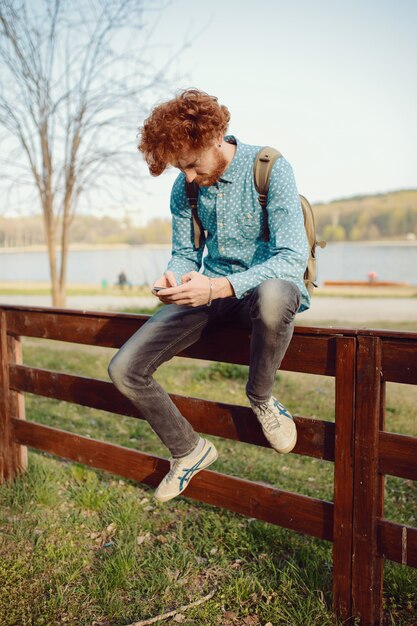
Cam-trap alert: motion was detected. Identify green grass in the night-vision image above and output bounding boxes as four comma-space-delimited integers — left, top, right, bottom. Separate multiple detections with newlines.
0, 339, 417, 626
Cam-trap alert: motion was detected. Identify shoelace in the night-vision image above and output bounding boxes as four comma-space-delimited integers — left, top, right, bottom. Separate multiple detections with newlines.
257, 405, 281, 431
165, 459, 180, 482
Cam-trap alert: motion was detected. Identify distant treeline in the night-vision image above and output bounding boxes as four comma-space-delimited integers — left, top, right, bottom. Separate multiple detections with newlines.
314, 189, 417, 241
0, 189, 417, 247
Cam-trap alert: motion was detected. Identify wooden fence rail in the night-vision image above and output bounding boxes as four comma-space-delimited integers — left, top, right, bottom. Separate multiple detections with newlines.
0, 306, 417, 626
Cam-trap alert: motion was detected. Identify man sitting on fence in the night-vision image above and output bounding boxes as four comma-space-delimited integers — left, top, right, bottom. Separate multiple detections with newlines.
109, 89, 310, 502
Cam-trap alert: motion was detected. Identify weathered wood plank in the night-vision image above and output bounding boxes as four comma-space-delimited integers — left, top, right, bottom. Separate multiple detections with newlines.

### The problem
Can you reproduce the data between the lines holding "Cam-trap alert: motion was detected. Identify wooden" and "0, 306, 417, 626", inclusive, with the requests unchanged and every bounding-box coordinate in the answers scaled by 1.65 and rounded to a whole number, halves rounding up? Return only those lines.

### Answer to this exercise
Cam-trap alert: motion was detected. Identify wooden fence rail in the night-vision image above and output bounding boxes as four comma-space-delimited integers — left, top, right, bottom. Separate multiple detections with newlines.
0, 505, 688, 1033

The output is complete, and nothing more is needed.